### Excerpted text
----

Uploading Data

Upload data to collections with automatic schema validation

This tutorial covers uploading data to collections, including schema validation, data sources, and upload workflows.

Introduction

Uploading data to a collection involves:

Setting a data source: Tell the collection where to find your data
Prevalidation: The collection validates your data against its schema
Upload: Validated files are uploaded to the collection

The schema acts as a quality gate - it ensures only properly structured data enters your collection.

What is a Schema?

A schema defines the expected structure of data in a collection. It specifies:

What files and folders are expected
Which items are required vs optional
Patterns for matching files (e.g., report_\d+\.pdf)
Occurrence constraints (min/max occurrences)

Schemas as Quality Gates

The primary purpose of schemas is to act as quality gates for data ingestion. They ensure:

Data Integrity: Only data matching the expected structure is accepted
Consistency: All data in a collection follows the same organizational pattern
Early Detection: Problems are caught before upload, not after
Documentation: The schema documents what data structure is expected

python

from miura import Nexus
from miura.logging import get_logger

logger = get_logger(__name__)

with Nexus() as nexus:
    # Create collection with schema (quality gate)
    project = nexus.create_project("my-project")
    
    # Schema defines: "We expect files matching report_\\d+\\.pdf"
    schema = [
        {
            "pattern": "report_\\d+\\.pdf",
            "min_occurrence": 1,  # At least one report file required
            "max_occurrence": None  # No maximum limit
        }
    ]
    
    collection = project.create_collection(
        name="reports",
        schema=schema
    )
    
    # Upload data - schema validates before upload
    from miura.sdk import LocalDataSource
    datasource = LocalDataSource("data/reports")
    upload_result = collection.upload(datasource=datasource)
    
    # If data doesn't match schema, validation fails
    if upload_result.files_failed > 0:
        logger.warning("Some files failed validation against schema")
        for error in upload_result.errors:
            logger.error(f"Validation error: {error}")
    # Nexus automatically closes when exiting the with block

Benefits of Schema-Based Quality Gates

Prevents Bad Data: Invalid files are rejected before upload
Enforces Standards: Ensures all data follows the same structure
Clear Expectations: Schema documents what data is acceptable
Automated Validation: No manual checking needed

Simple Upload Workflow

python

import asyncio
from pathlib import Path
from miura.api import AsyncNexus
from miura.sdk import LocalDataSource
from miura.logging import get_logger

logger = get_logger(__name__)

async def basic_upload():
    async with AsyncNexus() as nexus:
        # Get project and collection
        project = await nexus.get_project("my-project")
        collection = await project.get_collection("my-collection")
        
        # Create data source
        data_path = Path("data/my-simulation")

----

### Data for this task

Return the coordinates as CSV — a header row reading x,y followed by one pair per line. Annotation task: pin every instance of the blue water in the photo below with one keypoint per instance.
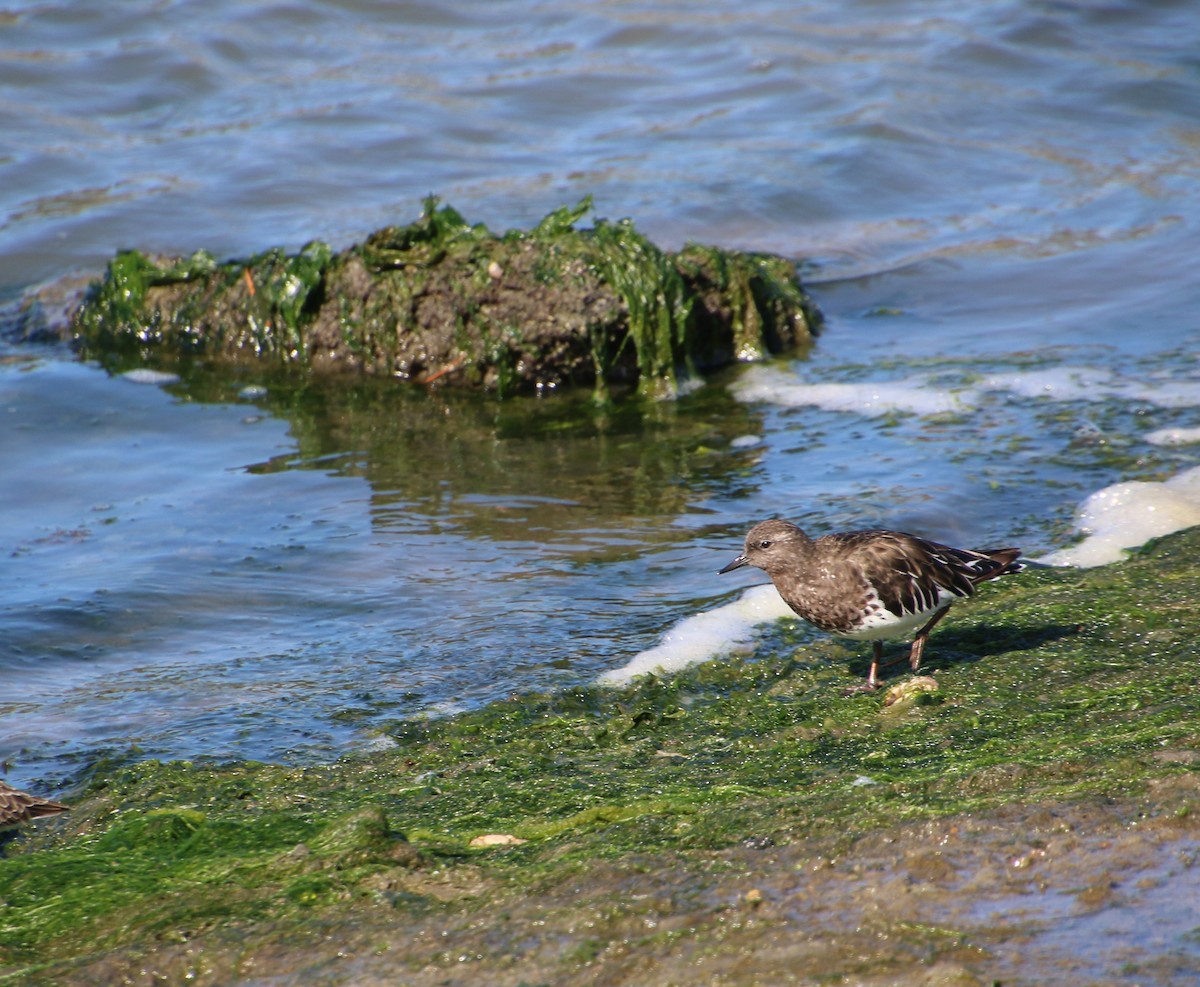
x,y
982,189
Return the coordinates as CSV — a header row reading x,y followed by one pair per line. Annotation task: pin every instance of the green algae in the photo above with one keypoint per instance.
x,y
1055,686
442,299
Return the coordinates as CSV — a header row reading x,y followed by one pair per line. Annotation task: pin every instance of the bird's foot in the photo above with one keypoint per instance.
x,y
869,686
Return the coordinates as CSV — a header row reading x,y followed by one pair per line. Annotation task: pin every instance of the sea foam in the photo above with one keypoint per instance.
x,y
708,634
1125,515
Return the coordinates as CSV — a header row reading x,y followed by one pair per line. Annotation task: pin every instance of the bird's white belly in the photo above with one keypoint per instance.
x,y
879,622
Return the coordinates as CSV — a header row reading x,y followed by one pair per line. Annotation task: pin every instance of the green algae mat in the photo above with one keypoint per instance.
x,y
610,811
445,301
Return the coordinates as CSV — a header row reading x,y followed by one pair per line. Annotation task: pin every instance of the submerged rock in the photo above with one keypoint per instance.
x,y
442,300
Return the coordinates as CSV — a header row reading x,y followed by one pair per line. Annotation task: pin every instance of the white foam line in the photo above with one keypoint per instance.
x,y
1129,514
1174,436
871,398
705,635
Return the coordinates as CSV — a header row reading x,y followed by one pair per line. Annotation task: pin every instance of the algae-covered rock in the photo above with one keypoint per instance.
x,y
442,300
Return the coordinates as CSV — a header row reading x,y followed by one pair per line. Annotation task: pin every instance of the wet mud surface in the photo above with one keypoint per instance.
x,y
1096,892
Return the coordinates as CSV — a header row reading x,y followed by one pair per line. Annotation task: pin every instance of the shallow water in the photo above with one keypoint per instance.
x,y
994,202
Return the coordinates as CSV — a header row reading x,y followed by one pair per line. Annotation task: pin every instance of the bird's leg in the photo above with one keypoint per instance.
x,y
873,676
918,642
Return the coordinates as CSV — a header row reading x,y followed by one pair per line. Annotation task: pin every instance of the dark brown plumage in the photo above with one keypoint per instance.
x,y
17,807
870,585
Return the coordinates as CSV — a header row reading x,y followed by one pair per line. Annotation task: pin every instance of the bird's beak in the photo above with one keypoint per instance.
x,y
737,563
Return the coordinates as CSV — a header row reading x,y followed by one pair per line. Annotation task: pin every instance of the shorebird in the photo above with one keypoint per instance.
x,y
870,585
17,807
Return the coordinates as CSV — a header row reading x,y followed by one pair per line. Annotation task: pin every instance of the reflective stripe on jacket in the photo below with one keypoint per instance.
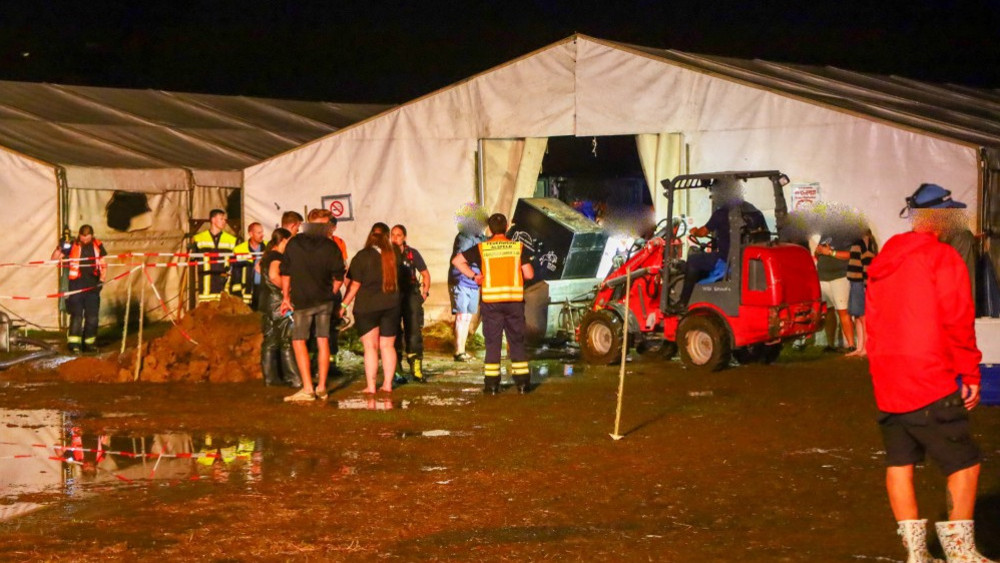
x,y
203,243
502,277
74,255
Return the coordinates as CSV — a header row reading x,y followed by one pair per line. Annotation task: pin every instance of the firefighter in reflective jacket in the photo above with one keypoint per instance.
x,y
504,264
246,275
213,271
87,272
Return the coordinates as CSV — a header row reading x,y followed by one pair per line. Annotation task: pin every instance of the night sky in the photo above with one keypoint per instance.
x,y
390,52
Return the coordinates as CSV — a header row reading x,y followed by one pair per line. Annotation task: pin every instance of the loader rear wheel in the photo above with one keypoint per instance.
x,y
600,337
704,343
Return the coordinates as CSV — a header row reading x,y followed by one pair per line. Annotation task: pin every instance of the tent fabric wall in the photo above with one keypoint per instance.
x,y
84,143
511,168
30,210
858,162
417,163
661,157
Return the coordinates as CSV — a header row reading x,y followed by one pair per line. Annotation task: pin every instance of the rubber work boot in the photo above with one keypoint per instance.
x,y
914,534
417,370
269,366
491,385
335,370
523,383
289,369
958,539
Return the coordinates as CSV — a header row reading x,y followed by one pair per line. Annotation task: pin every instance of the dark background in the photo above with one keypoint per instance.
x,y
395,51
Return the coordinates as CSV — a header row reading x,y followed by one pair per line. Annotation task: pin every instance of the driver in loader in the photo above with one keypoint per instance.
x,y
726,195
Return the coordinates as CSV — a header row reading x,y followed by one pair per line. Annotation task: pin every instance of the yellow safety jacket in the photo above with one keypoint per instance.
x,y
210,265
502,278
243,270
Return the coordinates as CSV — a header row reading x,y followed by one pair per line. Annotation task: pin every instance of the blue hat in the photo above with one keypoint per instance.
x,y
931,196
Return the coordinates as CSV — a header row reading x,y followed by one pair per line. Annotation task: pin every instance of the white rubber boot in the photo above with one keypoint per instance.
x,y
958,539
914,534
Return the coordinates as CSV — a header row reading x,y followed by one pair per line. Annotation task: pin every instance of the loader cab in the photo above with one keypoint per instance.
x,y
723,288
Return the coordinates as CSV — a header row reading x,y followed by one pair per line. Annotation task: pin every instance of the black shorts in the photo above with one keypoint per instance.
x,y
317,317
939,430
386,320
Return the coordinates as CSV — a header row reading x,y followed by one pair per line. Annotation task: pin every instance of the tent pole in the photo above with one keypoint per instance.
x,y
480,173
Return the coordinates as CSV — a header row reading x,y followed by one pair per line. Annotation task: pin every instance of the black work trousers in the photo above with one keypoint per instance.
x,y
83,317
411,339
501,318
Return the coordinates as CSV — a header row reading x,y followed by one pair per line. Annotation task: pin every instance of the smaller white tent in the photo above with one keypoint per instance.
x,y
70,154
866,141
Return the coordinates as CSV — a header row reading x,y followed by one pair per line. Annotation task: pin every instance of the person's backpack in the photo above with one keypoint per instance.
x,y
987,288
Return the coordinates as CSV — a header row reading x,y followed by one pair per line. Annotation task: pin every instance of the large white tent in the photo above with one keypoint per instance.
x,y
66,152
866,141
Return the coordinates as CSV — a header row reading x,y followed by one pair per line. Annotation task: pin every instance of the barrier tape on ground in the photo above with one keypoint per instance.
x,y
132,455
228,257
68,293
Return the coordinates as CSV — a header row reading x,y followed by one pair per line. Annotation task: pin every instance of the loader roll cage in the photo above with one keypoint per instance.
x,y
736,223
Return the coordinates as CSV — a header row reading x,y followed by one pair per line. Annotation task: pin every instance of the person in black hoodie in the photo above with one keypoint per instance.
x,y
311,273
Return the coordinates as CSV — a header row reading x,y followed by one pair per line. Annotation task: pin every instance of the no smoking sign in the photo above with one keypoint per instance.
x,y
339,206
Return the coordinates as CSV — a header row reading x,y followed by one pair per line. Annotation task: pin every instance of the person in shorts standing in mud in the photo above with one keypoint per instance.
x,y
924,364
505,265
374,291
311,273
276,356
414,286
246,275
87,273
463,291
337,300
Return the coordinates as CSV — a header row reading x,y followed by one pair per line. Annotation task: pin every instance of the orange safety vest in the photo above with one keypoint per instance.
x,y
74,255
502,278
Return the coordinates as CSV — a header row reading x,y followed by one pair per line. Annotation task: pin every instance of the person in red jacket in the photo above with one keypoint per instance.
x,y
924,365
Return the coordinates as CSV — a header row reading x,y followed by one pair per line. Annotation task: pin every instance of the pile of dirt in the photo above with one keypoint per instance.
x,y
217,342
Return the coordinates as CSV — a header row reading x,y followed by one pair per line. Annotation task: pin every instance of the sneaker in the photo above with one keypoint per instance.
x,y
300,396
417,369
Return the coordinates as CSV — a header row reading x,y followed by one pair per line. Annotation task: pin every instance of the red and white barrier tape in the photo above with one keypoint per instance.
x,y
166,310
126,259
68,293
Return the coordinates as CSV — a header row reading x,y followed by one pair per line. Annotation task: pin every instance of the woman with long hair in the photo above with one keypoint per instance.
x,y
276,349
374,292
862,252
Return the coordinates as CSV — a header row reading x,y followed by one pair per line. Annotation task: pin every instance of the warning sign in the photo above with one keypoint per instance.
x,y
805,196
339,206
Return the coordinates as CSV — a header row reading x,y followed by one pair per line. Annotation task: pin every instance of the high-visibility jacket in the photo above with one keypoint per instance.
x,y
242,283
342,246
212,265
502,277
74,255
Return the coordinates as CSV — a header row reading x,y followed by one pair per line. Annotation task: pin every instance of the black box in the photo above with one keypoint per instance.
x,y
566,244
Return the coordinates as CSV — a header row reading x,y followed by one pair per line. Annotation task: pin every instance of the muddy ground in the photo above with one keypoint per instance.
x,y
755,463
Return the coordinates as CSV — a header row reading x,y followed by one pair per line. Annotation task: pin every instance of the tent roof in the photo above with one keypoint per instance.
x,y
957,113
79,126
964,114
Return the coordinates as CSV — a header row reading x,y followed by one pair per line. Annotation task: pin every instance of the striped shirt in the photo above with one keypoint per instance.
x,y
861,258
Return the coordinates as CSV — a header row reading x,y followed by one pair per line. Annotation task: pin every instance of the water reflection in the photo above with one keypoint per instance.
x,y
371,403
44,453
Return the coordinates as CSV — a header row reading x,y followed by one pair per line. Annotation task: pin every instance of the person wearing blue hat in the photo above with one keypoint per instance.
x,y
954,227
924,365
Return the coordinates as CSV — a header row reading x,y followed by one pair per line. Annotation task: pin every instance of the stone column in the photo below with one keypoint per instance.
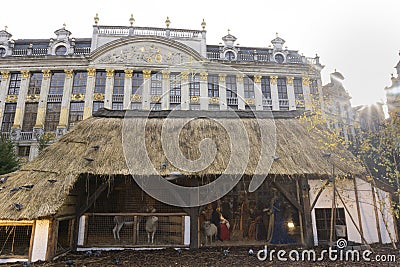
x,y
109,88
5,80
41,114
203,91
65,103
274,92
166,90
127,89
223,105
240,91
185,99
90,84
146,89
290,91
23,90
307,94
257,92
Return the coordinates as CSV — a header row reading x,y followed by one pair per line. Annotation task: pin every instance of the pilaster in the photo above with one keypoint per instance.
x,y
203,91
146,89
127,89
166,90
90,84
23,90
109,88
222,92
63,123
290,91
274,92
240,91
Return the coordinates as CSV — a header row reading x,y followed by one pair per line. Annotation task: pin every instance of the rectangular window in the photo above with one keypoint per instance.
x,y
29,117
35,83
248,84
119,80
231,88
282,89
57,83
323,222
194,85
15,84
52,116
298,89
155,106
213,86
156,84
23,151
8,117
137,83
136,106
117,106
79,85
266,87
75,113
97,105
100,84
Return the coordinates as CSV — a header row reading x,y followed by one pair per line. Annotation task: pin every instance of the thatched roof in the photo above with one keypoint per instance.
x,y
99,140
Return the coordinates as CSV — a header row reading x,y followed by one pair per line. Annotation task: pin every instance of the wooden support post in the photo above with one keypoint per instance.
x,y
378,227
358,205
305,200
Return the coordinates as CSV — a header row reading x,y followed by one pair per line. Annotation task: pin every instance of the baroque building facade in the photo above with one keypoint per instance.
x,y
47,85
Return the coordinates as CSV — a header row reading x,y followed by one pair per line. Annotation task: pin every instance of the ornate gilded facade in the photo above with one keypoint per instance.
x,y
47,85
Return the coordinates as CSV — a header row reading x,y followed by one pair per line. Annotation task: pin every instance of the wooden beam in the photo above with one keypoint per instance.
x,y
319,193
91,200
288,196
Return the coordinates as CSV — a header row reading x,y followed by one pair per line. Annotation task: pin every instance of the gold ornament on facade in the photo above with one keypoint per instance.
x,y
273,79
32,98
136,98
46,73
77,97
250,101
155,98
91,71
5,74
214,100
184,75
203,76
109,72
257,78
25,73
98,96
158,58
166,74
69,73
306,81
128,73
11,98
195,99
239,77
146,73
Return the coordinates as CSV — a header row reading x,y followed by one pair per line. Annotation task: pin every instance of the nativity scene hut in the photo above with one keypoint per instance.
x,y
73,194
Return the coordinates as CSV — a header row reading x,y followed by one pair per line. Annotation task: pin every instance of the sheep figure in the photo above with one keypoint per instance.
x,y
151,228
210,230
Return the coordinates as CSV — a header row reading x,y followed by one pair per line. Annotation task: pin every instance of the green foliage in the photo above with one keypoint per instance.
x,y
8,158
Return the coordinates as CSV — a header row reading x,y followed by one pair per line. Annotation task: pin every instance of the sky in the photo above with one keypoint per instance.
x,y
360,39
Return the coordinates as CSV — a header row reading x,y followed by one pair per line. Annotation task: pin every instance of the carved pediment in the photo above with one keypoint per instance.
x,y
144,53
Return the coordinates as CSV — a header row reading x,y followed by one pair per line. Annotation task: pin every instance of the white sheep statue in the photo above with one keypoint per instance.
x,y
210,230
151,228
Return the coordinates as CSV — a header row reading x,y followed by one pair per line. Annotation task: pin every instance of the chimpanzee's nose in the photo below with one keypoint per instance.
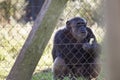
x,y
83,29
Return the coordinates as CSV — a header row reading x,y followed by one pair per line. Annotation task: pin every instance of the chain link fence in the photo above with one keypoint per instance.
x,y
17,18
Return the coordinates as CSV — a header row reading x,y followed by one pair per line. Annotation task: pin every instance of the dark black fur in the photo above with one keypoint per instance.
x,y
77,59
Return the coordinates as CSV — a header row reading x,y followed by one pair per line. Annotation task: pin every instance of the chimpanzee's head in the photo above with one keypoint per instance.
x,y
77,27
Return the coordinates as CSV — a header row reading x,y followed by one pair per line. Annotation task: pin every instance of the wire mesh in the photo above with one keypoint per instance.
x,y
16,22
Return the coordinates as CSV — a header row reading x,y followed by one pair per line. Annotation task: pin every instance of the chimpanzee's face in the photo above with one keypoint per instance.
x,y
78,28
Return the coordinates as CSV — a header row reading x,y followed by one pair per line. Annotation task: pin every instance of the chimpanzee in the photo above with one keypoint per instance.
x,y
75,51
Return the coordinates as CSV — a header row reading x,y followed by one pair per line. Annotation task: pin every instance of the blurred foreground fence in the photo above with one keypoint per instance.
x,y
17,18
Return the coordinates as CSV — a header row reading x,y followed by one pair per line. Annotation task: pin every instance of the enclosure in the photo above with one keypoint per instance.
x,y
18,17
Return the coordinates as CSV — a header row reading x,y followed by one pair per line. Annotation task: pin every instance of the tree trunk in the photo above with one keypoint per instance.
x,y
37,40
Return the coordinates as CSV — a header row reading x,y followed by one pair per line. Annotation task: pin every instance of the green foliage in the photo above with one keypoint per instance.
x,y
7,9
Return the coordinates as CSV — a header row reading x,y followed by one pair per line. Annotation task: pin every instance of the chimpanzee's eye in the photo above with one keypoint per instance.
x,y
81,24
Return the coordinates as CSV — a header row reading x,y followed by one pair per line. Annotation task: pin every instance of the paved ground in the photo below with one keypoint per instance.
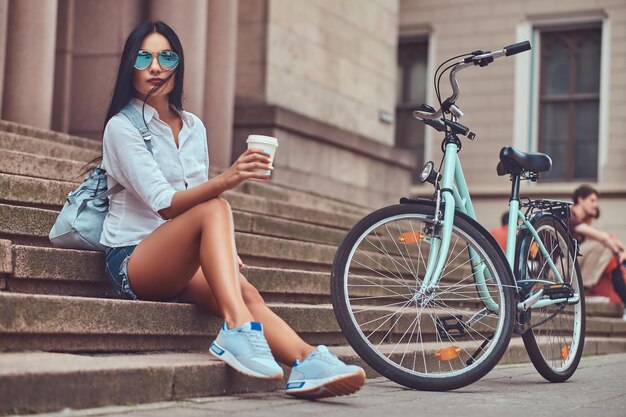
x,y
597,389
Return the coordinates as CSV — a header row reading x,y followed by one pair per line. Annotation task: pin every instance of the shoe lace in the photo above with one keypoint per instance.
x,y
259,344
328,357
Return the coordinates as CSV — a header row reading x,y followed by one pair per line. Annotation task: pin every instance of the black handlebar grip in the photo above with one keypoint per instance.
x,y
516,48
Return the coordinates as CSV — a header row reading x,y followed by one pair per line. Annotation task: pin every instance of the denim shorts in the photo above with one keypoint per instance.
x,y
117,270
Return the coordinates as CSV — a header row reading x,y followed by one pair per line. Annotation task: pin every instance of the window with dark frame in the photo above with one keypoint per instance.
x,y
569,102
411,93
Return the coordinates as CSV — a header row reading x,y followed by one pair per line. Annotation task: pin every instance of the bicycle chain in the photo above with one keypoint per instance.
x,y
528,326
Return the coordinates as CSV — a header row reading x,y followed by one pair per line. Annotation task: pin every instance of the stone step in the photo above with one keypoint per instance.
x,y
49,135
37,192
39,382
36,270
37,166
303,198
76,324
29,225
26,144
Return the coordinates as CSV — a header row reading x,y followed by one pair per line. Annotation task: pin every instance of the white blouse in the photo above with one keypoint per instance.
x,y
149,180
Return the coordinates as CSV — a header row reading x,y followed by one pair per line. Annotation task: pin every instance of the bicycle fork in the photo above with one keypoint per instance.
x,y
452,198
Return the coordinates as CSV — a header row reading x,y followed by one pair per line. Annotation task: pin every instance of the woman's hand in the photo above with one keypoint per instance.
x,y
245,167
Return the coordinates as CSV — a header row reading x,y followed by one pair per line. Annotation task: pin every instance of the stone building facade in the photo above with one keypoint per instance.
x,y
335,80
318,75
511,103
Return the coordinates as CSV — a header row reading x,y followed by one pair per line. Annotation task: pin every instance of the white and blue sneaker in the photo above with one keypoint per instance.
x,y
245,349
322,375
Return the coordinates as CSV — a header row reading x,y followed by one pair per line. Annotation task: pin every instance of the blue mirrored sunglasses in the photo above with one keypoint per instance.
x,y
168,60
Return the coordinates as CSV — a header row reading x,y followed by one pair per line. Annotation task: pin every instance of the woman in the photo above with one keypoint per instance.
x,y
171,236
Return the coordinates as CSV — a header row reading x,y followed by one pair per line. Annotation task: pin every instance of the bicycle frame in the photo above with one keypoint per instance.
x,y
455,195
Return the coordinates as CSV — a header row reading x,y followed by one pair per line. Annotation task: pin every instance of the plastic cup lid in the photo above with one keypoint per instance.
x,y
268,140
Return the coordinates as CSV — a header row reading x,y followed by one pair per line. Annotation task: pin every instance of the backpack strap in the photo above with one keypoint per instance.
x,y
137,120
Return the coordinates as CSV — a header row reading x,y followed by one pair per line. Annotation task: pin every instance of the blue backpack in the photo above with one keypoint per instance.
x,y
79,224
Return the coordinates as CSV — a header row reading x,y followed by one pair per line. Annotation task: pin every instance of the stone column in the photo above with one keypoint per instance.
x,y
63,67
188,18
4,10
29,70
219,93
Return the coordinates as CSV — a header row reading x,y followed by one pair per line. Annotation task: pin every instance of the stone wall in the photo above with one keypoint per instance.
x,y
330,60
488,94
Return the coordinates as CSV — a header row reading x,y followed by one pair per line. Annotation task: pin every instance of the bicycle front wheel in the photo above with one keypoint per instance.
x,y
556,336
434,340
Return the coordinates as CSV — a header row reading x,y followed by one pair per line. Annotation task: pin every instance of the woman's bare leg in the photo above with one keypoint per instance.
x,y
165,261
285,344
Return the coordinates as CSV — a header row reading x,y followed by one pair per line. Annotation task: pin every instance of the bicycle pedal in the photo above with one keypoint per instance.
x,y
555,291
447,354
451,326
409,238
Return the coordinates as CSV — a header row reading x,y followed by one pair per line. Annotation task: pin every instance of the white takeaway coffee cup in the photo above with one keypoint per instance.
x,y
264,143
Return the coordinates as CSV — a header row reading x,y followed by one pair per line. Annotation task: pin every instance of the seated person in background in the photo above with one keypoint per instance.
x,y
603,254
499,233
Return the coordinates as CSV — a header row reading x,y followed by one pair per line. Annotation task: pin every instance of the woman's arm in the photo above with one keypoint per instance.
x,y
245,167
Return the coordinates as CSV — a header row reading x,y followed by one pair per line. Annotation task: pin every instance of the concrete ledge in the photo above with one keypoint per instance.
x,y
37,382
25,144
49,135
24,191
29,165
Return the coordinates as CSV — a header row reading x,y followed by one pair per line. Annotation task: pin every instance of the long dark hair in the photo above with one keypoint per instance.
x,y
124,89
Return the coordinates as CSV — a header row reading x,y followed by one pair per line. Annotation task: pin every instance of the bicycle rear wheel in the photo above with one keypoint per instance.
x,y
434,341
556,336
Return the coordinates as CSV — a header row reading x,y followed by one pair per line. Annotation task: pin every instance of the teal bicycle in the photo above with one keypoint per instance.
x,y
424,294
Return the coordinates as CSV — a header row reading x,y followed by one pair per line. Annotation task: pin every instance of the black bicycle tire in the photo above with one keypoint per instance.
x,y
530,342
362,348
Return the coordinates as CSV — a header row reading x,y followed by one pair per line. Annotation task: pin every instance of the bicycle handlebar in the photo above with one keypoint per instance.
x,y
516,48
480,58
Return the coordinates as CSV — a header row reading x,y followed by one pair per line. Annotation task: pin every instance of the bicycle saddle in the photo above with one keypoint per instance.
x,y
515,162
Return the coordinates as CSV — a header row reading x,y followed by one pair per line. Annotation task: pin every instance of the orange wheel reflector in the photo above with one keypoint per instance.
x,y
534,250
447,354
409,238
565,352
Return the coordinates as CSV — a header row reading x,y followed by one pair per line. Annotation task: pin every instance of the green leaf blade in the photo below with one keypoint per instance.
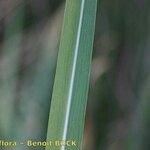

----

### Exercises to complete
a – How many lines of the records contain the string "reflective"? Case counts. Give only the number.
b – Can you carry the tutorial on uploading data forward from the point where it stops?

### Expected results
a – 2

b –
        datasource = LocalDataSource(str(data_path))
        
        # Upload data
        logger.info("Uploading data...")
        from miura.sdk import UploadMode
        
        upload_result = await collection.upload(
            datasource=datasource,
            mode=UploadMode.APPEND
        )
        
        logger.info(f"Upload completed:")
        logger.info(f"  Files uploaded: {upload_result.files_uploaded}")
        logger.info(f"  Files failed: {upload_result.files_failed}")
        logger.info(f"  Total size: {upload_result.total_size:,} bytes")

asyncio.run(basic_upload())

Upload with Versioning

Create a new version for each upload

from miura.sdk import UploadMode

upload_result = await collection.upload( datasource=datasource, mode=UploadMode.REPLACE # Replaces all existing items )

logger.info(f"Upload ID: {upload_result.upload_id}")

Local Data Source

Upload from a local directory:

python

from miura.sdk import LocalDataSource

# Create local data source
data_path = Path("data/my-simulation")
datasource = LocalDataSource(str(data_path))

# Check data source
logger.info(f"Data source: {datasource.path}")
logger.info(f"Files: {datasource.get_file_count()}")
logger.info(f"Total size: {datasource.get_size_bytes():,} bytes")

Data Source Information

python

datasource = LocalDataSource("data/my-simulation")

# Get file count
file_count = datasource.get_file_count()
logger.info(f"Files to upload: {file_count}")

# Get file list
files = datasource.get_file_list()
for file in files[:10]:  # Show first 10
    logger.info(f"  - {file}")

Upload Workflow

Complete Upload Process

The upload process consists of several steps:

Set Data Source: Tell the collection where to find data
Prevalidation: Validate data against schema
Upload: Upload validated files

python

async def complete_upload_process():
    async with AsyncNexus() as nexus:
        project = await nexus.get_project("my-project")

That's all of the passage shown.